Document section:

--- --- ---

Ingredients

SAMBAL ULEK (HOT CHILLI PASTE) makes 1 cup
25 fresh red chillies
vinegar or tamarind liquid
2 teaspoons salt, or to taste
FOR THE FRIED TOFU WITH PEANUTS
1 teaspoon tamarind pulp
peanut oil, for frying
380g pressed firm tofu, cut into cubes
70g raw peanuts
1 large garlic clove, crushed
½ teaspoon dried shrimp paste
140g crushed roasted peanuts or crunchy peanut butter
2 tablespoons dark soy sauce
½ teaspoon sambal ulek (see recipe below, or store bought is fine)
1 teaspoon chopped dark palm sugar (jaggery)
125ml coconut milk
75g shredded cabbage
115g fresh bean sprouts, trimmed
4 spring onions, thinly sliced, to garnish

Sambal ulek may be purchased in jars from Asian grocery stores, but it is simple enough to make at home and can be stored for weeks in the refrigerator.

--- --- ---

Input rows:
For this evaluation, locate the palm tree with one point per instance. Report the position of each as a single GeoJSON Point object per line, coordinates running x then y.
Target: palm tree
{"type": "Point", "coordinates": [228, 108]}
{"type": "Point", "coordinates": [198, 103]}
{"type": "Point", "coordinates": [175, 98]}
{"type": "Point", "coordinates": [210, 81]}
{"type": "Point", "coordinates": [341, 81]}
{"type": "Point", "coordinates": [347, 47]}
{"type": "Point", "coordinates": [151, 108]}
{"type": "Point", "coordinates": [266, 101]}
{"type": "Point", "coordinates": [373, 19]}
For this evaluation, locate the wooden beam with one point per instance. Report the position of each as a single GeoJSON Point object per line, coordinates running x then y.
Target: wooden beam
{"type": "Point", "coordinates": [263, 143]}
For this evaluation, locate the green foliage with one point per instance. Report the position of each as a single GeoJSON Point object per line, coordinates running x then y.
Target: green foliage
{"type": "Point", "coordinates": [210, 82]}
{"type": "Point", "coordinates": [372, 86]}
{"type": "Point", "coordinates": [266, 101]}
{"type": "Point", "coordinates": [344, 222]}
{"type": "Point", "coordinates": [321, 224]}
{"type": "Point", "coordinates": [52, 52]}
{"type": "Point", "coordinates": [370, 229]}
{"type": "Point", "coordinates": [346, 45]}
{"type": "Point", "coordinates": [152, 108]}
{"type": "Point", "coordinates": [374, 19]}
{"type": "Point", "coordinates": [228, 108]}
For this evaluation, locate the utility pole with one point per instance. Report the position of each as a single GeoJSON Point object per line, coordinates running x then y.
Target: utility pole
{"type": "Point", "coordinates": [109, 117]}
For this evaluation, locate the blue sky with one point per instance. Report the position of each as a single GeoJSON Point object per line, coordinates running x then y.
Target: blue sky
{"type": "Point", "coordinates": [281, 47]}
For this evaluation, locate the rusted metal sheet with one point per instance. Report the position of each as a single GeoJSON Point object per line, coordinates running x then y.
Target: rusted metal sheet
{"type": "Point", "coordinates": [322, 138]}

--- --- ---

What is asked:
(a) Convert the rows, from the line containing "For this evaluation, locate the utility" up to and including the final line of the rows, into a JSON list of strings, one string per line, with blank lines omitted.
(b) Continue the recipe for sambal ulek and fried tofu with peanuts from the point at which it stops.

Answers for this exercise:
(a)
[
  "For this evaluation, locate the utility pole with one point per instance. Report the position of each as a single GeoJSON Point object per line, coordinates running x then y.",
  "Target: utility pole",
  "{\"type\": \"Point\", \"coordinates\": [109, 117]}",
  "For this evaluation, locate the blue sky with one point per instance. Report the position of each as a single GeoJSON Point object per line, coordinates running x then y.",
  "Target: blue sky",
  "{\"type\": \"Point\", \"coordinates\": [281, 47]}",
  "For this evaluation, locate the rusted metal sheet with one point per instance. Report the position of each as a single GeoJSON Point object per line, coordinates running x then y.",
  "Target: rusted metal sheet",
  "{\"type\": \"Point\", \"coordinates\": [322, 138]}"
]

(b)
View the recipe collection here

Instructions

1.SAMBAL ULEK (HOT CHILLI PASTE)
2.Put the chillies, seeds and all, into a food processor with just enough vinegar or tamarind liquid to keep the mass moving and blend to a paste.
3.Add the salt, to taste. Pour into a sterilised airtight jar and store in the refrigerator for up to 1 month.
4. FOR THE FRIED TOFU WITH NOODLES
5.Soak the tamarind pulp in 1 tablespoon hot water for 10 minutes.
6.Squeeze to dissolve the pulp in the water, then strain, discarding the seeds and fibre. Set aside.
7.Heat the peanut oil in a wok or large heavy-based frying pan over medium heat.
8.Add the tofu, taking care not to break it up, and cook until golden brown on all sides. Drain on a paper towel.
9.In the same wok, cook the raw peanuts for 3–4 minutes, then drain well and rub off the skins. Set aside.
10.Make the sauce by pouring off all but 1 tablespoon of oil from the wok.
11.Add the garlic and shrimp paste and cook over low heat, stirring constantly, and crushing the shrimp paste with the back of a spoon.
12.Add the crushed peanuts, soy sauce, tamarind liquid, sambal ulek and palm sugar and stir until well combined.
13.Remove from the heat and gradually add the coconut milk, stirring until the sauce is a thick pouring consistency.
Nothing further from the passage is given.